## Text provided
>> Begin
# FOTAS 2014 Convention San Antonio Texas



## chrislewistx (Jun 8, 2012)

Just a reminder that the FOTAS 2014 convention will be held at the Schertz Community Center, just outside San Antonio, October 24-26th. The only part of the convention that costs is the Banquet, and tickets need to be bought online. The Banquet will be held Saturday night and includes dinner, awards presentations, and the funny money CARES auction. When entering the banquet you will be given some funny money, and then have opportunities to earn more funny money before the auction. Then you use the funny money to bid on fish during the CARES auction. So in other words, FREE FISH!! Tickets for the banquet have to be ordered online before the convention. Hence it is suggested to order now before they sell out.http://candrtropicals.com/FOTASHCCC/banquetawards.html

The rest of the weekend is free and includes the following activities. 
https://www.facebook.com/groups/485957431518245/
Friday
Noon Show and Vendor setup (facility not open to the public).
1:00 PM The search for Pleco's Snorkel excrusion. Hinman Island Park New Braunfels. http://www.nbtexas.org/index.aspx?NID=404
Contact Clay Trachtman at [email protected] for more information.
5:00 PM Facility open to all. 1400 Schertz Parkway, Schertz TX.
5:30 PM Pam Chin - Why I am Stuck in a Tanganyikan Rift
7:00 PM San Antonio Aquatic Plant Club - Planted tank build
8:00 PM Steve Edie's Aquatic Knowledge Challenge. Eight club elimination contest
Saturday
9:00 AM FOTAS Board meeting
10:00 AM Steve Edie - Lake Tanganyika Cichlids 
11:30 AM Pam Chin - River Trip - Rio *****
1:00 PM Kathy England - Pond Plants
2:30 PM José M Gonzalez - Life on the edge, a perspective of Mexican and Malagasy endangered fish
6:00 PM FOTAS Banquet and Awards . *This is held at the venue across the parking lot from where the previous events were held*.
10:00 PM All exhibits, show entries etc. must be cleared from facility.
Sunday
9:00 AM Auction registration in the same building as the banquet is being held in.
11:00 AM All species auction begins.


----------
>> End
## Data
>> Begin
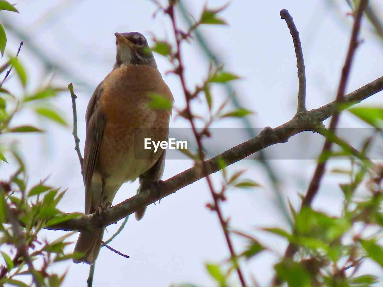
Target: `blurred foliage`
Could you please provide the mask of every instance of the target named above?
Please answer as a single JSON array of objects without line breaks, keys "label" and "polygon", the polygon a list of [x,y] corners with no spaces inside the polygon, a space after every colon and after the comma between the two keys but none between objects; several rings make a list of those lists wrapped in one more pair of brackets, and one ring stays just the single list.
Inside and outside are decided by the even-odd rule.
[{"label": "blurred foliage", "polygon": [[[350,1],[348,3],[352,6]],[[182,41],[192,41],[193,33],[197,33],[200,25],[226,24],[225,20],[219,13],[227,6],[215,9],[205,6],[200,15],[195,18],[198,20],[187,31],[178,30],[176,36]],[[169,11],[167,7],[163,7],[159,4],[159,9],[165,13]],[[370,7],[369,9],[366,11],[368,18],[376,33],[380,35],[380,27],[383,26],[378,16],[373,13],[374,11]],[[0,10],[18,12],[14,6],[2,0],[0,1]],[[171,41],[153,39],[155,45],[152,51],[169,60],[173,67],[171,72],[180,75],[179,68],[182,63],[177,60],[179,55],[175,54],[175,47]],[[6,44],[5,32],[0,24],[0,52],[2,56]],[[28,75],[17,57],[3,59],[0,73],[5,74],[0,85],[0,133],[2,135],[44,132],[40,128],[28,123],[16,126],[13,124],[14,117],[26,110],[32,111],[43,120],[47,119],[59,125],[67,126],[59,111],[50,104],[50,100],[57,96],[62,89],[48,85],[31,93],[27,91]],[[23,91],[21,95],[14,95],[5,87],[8,75],[11,73],[19,79]],[[212,85],[227,83],[239,78],[238,76],[225,70],[223,65],[213,60],[206,74],[201,76],[205,77],[202,83],[193,90],[187,90],[187,95],[188,100],[195,100],[201,105],[205,105],[208,113],[200,114],[174,108],[177,112],[176,116],[203,122],[204,126],[199,134],[203,139],[208,137],[209,127],[214,121],[224,117],[243,117],[252,112],[239,106],[234,110],[230,110],[228,105],[233,99],[229,93],[223,102],[213,104],[216,103],[214,101],[218,98],[212,95]],[[159,95],[152,95],[151,98],[150,104],[154,108],[172,108],[171,103]],[[218,108],[213,108],[216,106]],[[381,136],[383,108],[358,106],[350,108],[348,111],[376,129],[378,133],[376,136]],[[57,204],[65,190],[49,185],[45,180],[28,187],[28,174],[18,152],[17,145],[11,145],[2,140],[3,138],[0,137],[1,164],[8,164],[7,163],[11,160],[16,163],[17,168],[9,179],[0,182],[0,244],[4,247],[1,251],[3,260],[0,267],[0,285],[9,284],[20,286],[60,286],[65,273],[55,274],[50,271],[51,269],[48,267],[56,262],[73,257],[73,254],[64,252],[64,248],[69,244],[66,239],[71,233],[52,242],[42,240],[38,235],[42,229],[78,215],[64,214],[57,209]],[[365,263],[373,262],[383,268],[381,174],[377,173],[376,168],[372,169],[369,160],[365,160],[361,157],[356,156],[352,152],[352,147],[347,143],[340,145],[340,142],[332,139],[340,145],[342,152],[334,152],[326,156],[347,159],[350,166],[349,170],[333,171],[346,174],[349,178],[347,182],[339,184],[339,188],[344,195],[340,215],[331,216],[310,207],[298,210],[290,204],[290,215],[293,223],[291,230],[272,227],[264,229],[265,232],[281,237],[298,247],[299,252],[292,259],[281,256],[280,262],[274,267],[275,273],[289,286],[368,286],[380,280],[376,274],[368,272],[361,274],[360,270]],[[368,139],[365,140],[365,145],[361,153],[367,158],[369,140]],[[192,159],[199,158],[196,151],[182,151]],[[251,179],[242,178],[244,171],[229,175],[224,163],[221,163],[222,184],[216,195],[221,202],[226,200],[226,192],[229,189],[260,186]],[[207,205],[214,210],[211,204]],[[229,258],[221,264],[206,264],[206,272],[216,285],[220,287],[239,285],[234,274],[237,264],[253,260],[262,253],[275,253],[254,236],[235,231],[230,226],[229,220],[226,228],[231,235],[240,237],[246,244],[236,258]],[[28,276],[26,277],[26,274]],[[255,279],[252,285],[257,285]],[[189,284],[178,286],[196,285]]]},{"label": "blurred foliage", "polygon": [[[155,2],[158,5],[160,10],[172,17],[168,7],[161,6],[156,1]],[[194,36],[193,33],[197,30],[200,24],[226,24],[224,19],[219,15],[219,12],[225,8],[226,6],[212,9],[205,6],[203,8],[201,16],[195,18],[199,20],[195,21],[187,31],[177,30],[175,36],[179,37],[181,41],[190,41]],[[177,51],[175,51],[171,42],[163,39],[154,38],[153,40],[155,44],[153,51],[169,59],[173,67],[170,72],[181,77],[182,72],[180,70],[182,69],[180,66],[182,63],[175,61],[178,55],[175,54]],[[227,116],[244,117],[251,113],[240,107],[234,111],[221,113],[231,100],[229,95],[219,105],[218,111],[212,111],[212,103],[218,98],[212,95],[211,85],[238,78],[237,76],[224,71],[223,65],[216,65],[216,62],[212,61],[206,80],[203,81],[203,84],[196,86],[193,90],[185,91],[188,101],[198,99],[200,103],[207,106],[209,113],[203,115],[190,114],[185,110],[175,108],[178,112],[177,116],[189,120],[198,119],[203,121],[205,126],[199,134],[201,139],[209,136],[209,128],[214,121]],[[378,129],[381,127],[383,108],[353,107],[349,108],[348,111],[369,126]],[[298,247],[299,252],[292,259],[281,257],[280,261],[274,266],[275,271],[280,279],[292,287],[370,286],[379,282],[379,279],[374,274],[361,274],[360,270],[365,262],[372,260],[383,266],[381,259],[383,248],[380,244],[380,234],[383,230],[383,214],[381,206],[383,191],[381,189],[381,172],[380,171],[381,168],[373,164],[367,157],[367,153],[370,139],[365,139],[363,150],[361,152],[357,151],[357,152],[348,143],[334,135],[329,133],[323,133],[323,134],[338,145],[341,150],[340,152],[332,152],[324,155],[326,158],[341,157],[348,159],[351,166],[349,170],[334,171],[348,175],[350,179],[348,182],[339,184],[344,195],[341,215],[330,216],[315,210],[311,207],[304,207],[296,210],[290,204],[290,214],[293,223],[291,231],[272,227],[264,229],[265,232],[282,236]],[[381,135],[380,134],[375,136]],[[185,152],[182,152],[186,154]],[[190,158],[199,158],[196,152],[193,153],[189,150],[188,152],[187,155]],[[223,180],[221,190],[218,193],[221,201],[226,200],[225,192],[229,188],[259,186],[251,179],[240,179],[244,171],[235,172],[229,176],[224,162],[221,168]],[[207,206],[214,210],[213,204],[208,203]],[[236,260],[229,258],[223,263],[211,263],[206,264],[207,272],[215,281],[216,285],[220,287],[239,285],[234,274],[237,268],[237,264],[242,264],[244,262],[254,260],[262,252],[275,253],[257,238],[235,231],[229,224],[228,220],[227,227],[231,233],[243,238],[247,244]],[[372,233],[372,231],[376,232]],[[372,233],[374,235],[370,235]],[[253,281],[254,285],[258,285],[255,279]],[[195,285],[189,284],[178,286]]]},{"label": "blurred foliage", "polygon": [[[18,12],[13,5],[3,0],[0,1],[0,10]],[[0,24],[2,56],[6,43],[6,35]],[[21,42],[18,55],[22,44]],[[28,176],[18,144],[13,141],[10,143],[7,139],[16,133],[44,132],[28,123],[14,125],[13,119],[25,111],[66,126],[59,111],[50,103],[62,89],[48,85],[37,91],[28,91],[28,75],[17,55],[3,58],[2,62],[0,73],[4,75],[0,82],[0,160],[2,163],[0,164],[14,168],[15,171],[9,178],[0,181],[0,245],[3,259],[0,286],[57,287],[61,285],[65,273],[59,275],[48,268],[72,257],[64,252],[70,243],[65,240],[72,233],[51,241],[40,238],[39,233],[45,227],[78,215],[64,214],[57,209],[65,190],[47,184],[46,180],[28,187]],[[8,80],[13,75],[18,78],[23,91],[21,95],[14,94],[6,87]],[[12,164],[8,163],[8,161]]]}]

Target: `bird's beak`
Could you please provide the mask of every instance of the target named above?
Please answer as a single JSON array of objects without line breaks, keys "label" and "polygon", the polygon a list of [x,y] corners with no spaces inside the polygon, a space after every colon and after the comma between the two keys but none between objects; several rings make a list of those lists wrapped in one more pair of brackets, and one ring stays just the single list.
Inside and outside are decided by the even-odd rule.
[{"label": "bird's beak", "polygon": [[115,33],[115,35],[116,36],[116,38],[117,38],[117,41],[119,44],[125,44],[129,48],[134,47],[134,45],[133,45],[133,43],[124,37],[122,34],[120,33],[116,32]]}]

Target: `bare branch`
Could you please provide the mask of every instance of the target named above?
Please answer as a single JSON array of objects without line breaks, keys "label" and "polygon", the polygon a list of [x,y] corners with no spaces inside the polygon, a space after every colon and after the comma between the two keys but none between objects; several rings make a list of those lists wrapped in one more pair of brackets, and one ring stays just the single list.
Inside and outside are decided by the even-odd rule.
[{"label": "bare branch", "polygon": [[93,285],[93,276],[94,276],[95,267],[95,262],[89,267],[89,275],[88,276],[88,279],[87,279],[87,285],[88,287],[92,287]]},{"label": "bare branch", "polygon": [[115,252],[115,253],[116,253],[119,255],[120,255],[120,256],[122,256],[123,257],[125,257],[125,258],[129,258],[129,255],[126,255],[125,254],[124,254],[124,253],[121,253],[121,252],[120,252],[120,251],[118,251],[118,250],[116,250],[114,248],[113,248],[111,246],[110,246],[109,245],[108,245],[106,243],[103,241],[102,241],[101,240],[101,243],[102,243],[102,245],[101,246],[101,247],[102,247],[103,246],[105,246],[105,247],[106,247],[106,248],[107,248],[110,250],[111,250],[113,252]]},{"label": "bare branch", "polygon": [[[349,50],[347,52],[347,55],[345,61],[344,65],[342,69],[342,74],[340,76],[340,80],[339,81],[339,86],[337,92],[336,98],[335,99],[335,103],[338,104],[343,101],[344,95],[346,87],[346,84],[348,79],[349,74],[351,67],[351,62],[354,57],[355,50],[358,46],[357,37],[360,26],[360,21],[362,19],[362,15],[363,10],[367,6],[368,0],[362,0],[359,4],[359,7],[357,11],[355,16],[355,20],[354,21],[352,27],[352,32],[351,33],[351,37],[350,40],[350,44],[349,46]],[[331,117],[330,122],[329,129],[333,131],[335,129],[339,119],[339,112],[336,110],[334,115]],[[322,150],[322,153],[326,152],[330,150],[331,147],[331,142],[327,139],[325,141]],[[323,161],[318,163],[317,165],[314,176],[307,191],[307,193],[302,202],[302,206],[309,205],[314,196],[318,192],[318,189],[320,184],[321,179],[326,169],[326,161]]]},{"label": "bare branch", "polygon": [[[355,104],[383,90],[383,77],[350,93],[344,101]],[[335,101],[307,113],[296,114],[290,121],[272,129],[267,127],[258,135],[205,161],[209,174],[220,168],[218,160],[222,159],[227,165],[240,160],[263,148],[275,144],[285,142],[294,135],[304,130],[315,130],[322,122],[335,112]],[[345,106],[341,108],[345,108]],[[204,177],[200,166],[196,165],[163,182],[157,187],[140,192],[111,208],[95,214],[82,215],[75,219],[47,227],[49,229],[64,230],[90,230],[117,222],[144,205],[149,205],[174,193],[182,188]]]},{"label": "bare branch", "polygon": [[72,134],[74,138],[75,150],[77,152],[77,155],[80,161],[80,164],[81,166],[81,174],[84,176],[83,160],[81,156],[81,152],[80,150],[80,139],[77,135],[77,109],[76,108],[76,99],[77,96],[75,95],[73,91],[73,85],[72,83],[68,85],[68,88],[70,91],[70,96],[72,99],[72,109],[73,110],[73,132]]},{"label": "bare branch", "polygon": [[[339,80],[339,86],[337,92],[336,97],[335,101],[334,102],[336,108],[339,107],[339,103],[344,101],[345,99],[347,101],[347,98],[345,99],[345,97],[344,96],[346,84],[348,79],[351,63],[352,62],[355,51],[358,46],[358,34],[360,29],[360,22],[363,10],[367,6],[368,3],[368,0],[361,0],[355,15],[355,20],[352,27],[352,31],[351,33],[349,49],[346,56],[344,65],[342,69],[340,79]],[[329,127],[329,129],[331,132],[333,132],[336,127],[339,119],[340,112],[340,111],[337,108],[336,108],[334,111],[334,114],[331,117]],[[328,138],[326,138],[323,145],[321,154],[323,154],[324,153],[331,150],[332,144],[332,142]],[[311,179],[307,193],[302,200],[301,209],[304,206],[309,206],[311,204],[314,197],[318,193],[321,181],[326,171],[326,163],[327,161],[324,160],[319,162],[317,165],[314,175],[313,176],[313,178]],[[297,245],[290,243],[289,244],[286,249],[284,259],[292,258],[298,250],[298,246]],[[274,281],[273,285],[278,286],[280,285],[282,283],[282,280],[278,277],[276,277]]]},{"label": "bare branch", "polygon": [[[211,196],[213,197],[213,201],[214,202],[213,210],[216,212],[218,219],[219,220],[219,223],[222,228],[222,231],[223,232],[224,235],[225,236],[225,238],[226,240],[226,242],[228,245],[228,247],[229,248],[229,250],[230,253],[231,257],[231,260],[233,263],[233,265],[237,271],[237,273],[238,274],[238,277],[239,279],[239,281],[241,282],[242,286],[244,287],[244,286],[246,286],[244,277],[242,274],[242,271],[241,270],[239,265],[238,263],[237,256],[235,254],[235,252],[234,252],[233,244],[231,242],[231,240],[230,239],[230,236],[229,234],[229,230],[228,228],[228,220],[225,220],[225,219],[224,219],[223,216],[222,215],[222,212],[221,210],[221,207],[219,206],[219,199],[217,194],[214,191],[213,184],[211,183],[210,177],[209,176],[209,173],[208,172],[206,163],[205,161],[205,156],[203,152],[204,149],[202,146],[202,142],[201,140],[201,135],[197,131],[195,126],[194,124],[194,118],[193,116],[191,108],[190,108],[191,98],[190,96],[190,92],[187,90],[186,88],[186,83],[185,83],[184,77],[184,68],[182,65],[182,61],[181,59],[181,51],[180,47],[180,45],[181,41],[180,39],[182,38],[178,37],[179,32],[177,29],[177,27],[175,23],[175,18],[174,13],[174,4],[175,4],[175,2],[173,5],[170,5],[170,6],[169,7],[169,8],[167,10],[167,13],[169,15],[172,20],[173,32],[174,33],[174,36],[175,38],[177,48],[177,51],[174,54],[174,57],[177,60],[177,62],[178,62],[178,66],[175,69],[175,72],[180,78],[181,85],[182,86],[182,89],[183,91],[183,94],[185,97],[185,100],[186,101],[186,110],[188,114],[190,115],[190,117],[189,117],[189,121],[190,122],[190,125],[192,127],[192,129],[193,130],[193,133],[194,135],[194,137],[195,138],[196,141],[197,142],[197,145],[198,147],[199,158],[199,159],[201,161],[202,173],[207,181],[209,189],[210,190],[210,193],[211,194]],[[192,27],[190,28],[190,30],[191,30],[193,28]]]},{"label": "bare branch", "polygon": [[304,61],[302,45],[299,38],[299,33],[294,24],[294,20],[288,11],[286,9],[281,10],[281,19],[284,19],[293,36],[293,42],[295,49],[298,68],[298,113],[307,112],[306,109],[306,75],[304,70]]},{"label": "bare branch", "polygon": [[[19,49],[17,50],[17,53],[16,54],[16,58],[19,55],[19,53],[20,52],[20,50],[21,50],[21,46],[23,46],[24,43],[23,42],[23,41],[20,42],[20,46],[19,46]],[[9,68],[9,70],[7,71],[7,73],[5,74],[5,76],[3,79],[3,80],[2,81],[1,84],[0,84],[0,86],[3,85],[3,84],[4,83],[4,82],[7,79],[7,78],[8,77],[8,75],[9,75],[9,73],[11,72],[11,71],[12,70],[12,68],[13,67],[13,66],[11,66]]]}]

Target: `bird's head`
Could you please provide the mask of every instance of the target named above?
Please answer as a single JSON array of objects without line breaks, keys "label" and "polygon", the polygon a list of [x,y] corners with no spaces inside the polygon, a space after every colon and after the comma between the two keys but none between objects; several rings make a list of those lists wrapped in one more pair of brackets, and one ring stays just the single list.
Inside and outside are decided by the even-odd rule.
[{"label": "bird's head", "polygon": [[115,33],[117,54],[114,68],[123,65],[148,65],[157,68],[153,53],[144,35],[137,32]]}]

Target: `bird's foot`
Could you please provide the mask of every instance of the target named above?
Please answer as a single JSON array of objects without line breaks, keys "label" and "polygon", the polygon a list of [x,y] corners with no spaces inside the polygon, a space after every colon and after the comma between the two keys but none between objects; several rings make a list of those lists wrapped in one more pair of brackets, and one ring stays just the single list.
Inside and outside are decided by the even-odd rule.
[{"label": "bird's foot", "polygon": [[[159,180],[157,181],[152,181],[150,183],[149,185],[149,188],[150,189],[154,189],[157,192],[157,195],[159,197],[161,195],[161,191],[165,187],[165,183],[163,180]],[[159,203],[161,201],[160,198],[158,201]]]}]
>> End
Rewrite the convention schedule between "5:30 PM Pam" and "being held in.", inclusive, changing "facility" to "center".

5:30 PM Pam Chin - Why I am Stuck in a Tanganyikan Rift
7:00 PM San Antonio Aquatic Plant Club - Planted tank build
8:00 PM Steve Edie's Aquatic Knowledge Challenge. Eight club elimination contest
Saturday
9:00 AM FOTAS Board meeting
10:00 AM Steve Edie - Lake Tanganyika Cichlids 
11:30 AM Pam Chin - River Trip - Rio *****
1:00 PM Kathy England - Pond Plants
2:30 PM José M Gonzalez - Life on the edge, a perspective of Mexican and Malagasy endangered fish
6:00 PM FOTAS Banquet and Awards . *This is held at the venue across the parking lot from where the previous events were held*.
10:00 PM All exhibits, show entries etc. must be cleared from center.
Sunday
9:00 AM Auction registration in the same building as the banquet is being held in.